▶ Prompt:
What you should repeat is the run of lines from the top of the listing below through the line with "TARGET = pile of coins", exactly, with no pictures.

#### Entries provided ####

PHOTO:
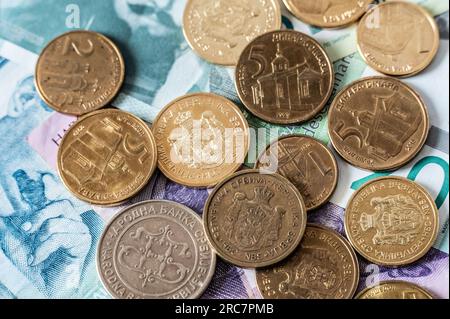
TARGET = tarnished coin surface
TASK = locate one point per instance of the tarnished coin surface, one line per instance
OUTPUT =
(307, 163)
(398, 38)
(155, 250)
(394, 290)
(254, 220)
(219, 30)
(391, 221)
(79, 72)
(324, 266)
(378, 123)
(284, 77)
(107, 156)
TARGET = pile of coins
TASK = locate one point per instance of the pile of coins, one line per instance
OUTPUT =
(253, 218)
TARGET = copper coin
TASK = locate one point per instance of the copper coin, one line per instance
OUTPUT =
(202, 138)
(79, 72)
(391, 221)
(324, 266)
(306, 163)
(254, 220)
(398, 38)
(378, 123)
(284, 77)
(328, 14)
(219, 30)
(153, 250)
(107, 156)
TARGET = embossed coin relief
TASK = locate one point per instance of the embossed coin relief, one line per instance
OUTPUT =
(391, 221)
(107, 156)
(219, 30)
(323, 266)
(155, 249)
(284, 77)
(378, 123)
(79, 72)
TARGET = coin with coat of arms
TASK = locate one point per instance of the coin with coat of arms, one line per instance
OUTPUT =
(391, 221)
(153, 250)
(254, 220)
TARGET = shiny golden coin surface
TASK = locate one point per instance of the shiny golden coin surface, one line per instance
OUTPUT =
(155, 250)
(202, 138)
(378, 123)
(107, 156)
(324, 266)
(391, 221)
(219, 30)
(328, 14)
(398, 38)
(284, 77)
(254, 220)
(394, 290)
(306, 163)
(79, 72)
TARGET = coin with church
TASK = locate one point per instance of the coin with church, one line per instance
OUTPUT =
(106, 157)
(378, 123)
(304, 161)
(254, 220)
(391, 221)
(324, 266)
(284, 77)
(153, 250)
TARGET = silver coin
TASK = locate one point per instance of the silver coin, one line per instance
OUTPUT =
(155, 249)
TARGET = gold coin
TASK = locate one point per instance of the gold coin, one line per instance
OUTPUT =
(202, 138)
(324, 266)
(398, 38)
(394, 290)
(328, 14)
(219, 30)
(378, 123)
(106, 157)
(254, 220)
(391, 221)
(79, 72)
(306, 163)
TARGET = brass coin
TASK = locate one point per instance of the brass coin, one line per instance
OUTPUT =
(284, 77)
(324, 266)
(202, 138)
(378, 123)
(328, 14)
(219, 30)
(106, 157)
(254, 220)
(394, 290)
(306, 163)
(155, 249)
(391, 221)
(398, 38)
(79, 72)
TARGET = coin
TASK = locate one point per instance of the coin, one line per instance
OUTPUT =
(79, 72)
(202, 138)
(378, 123)
(219, 30)
(398, 38)
(284, 77)
(394, 290)
(306, 163)
(155, 249)
(328, 14)
(391, 221)
(106, 157)
(324, 266)
(254, 220)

####

▶ Answer space:
PHOTO:
TARGET = tarnished coin surface
TASK = locate one point per instance of the tarnished coin surface, one line per instance
OUTPUT =
(307, 163)
(398, 38)
(155, 250)
(394, 290)
(254, 220)
(219, 30)
(391, 221)
(79, 72)
(324, 266)
(378, 123)
(284, 77)
(107, 156)
TARGET = pile of coins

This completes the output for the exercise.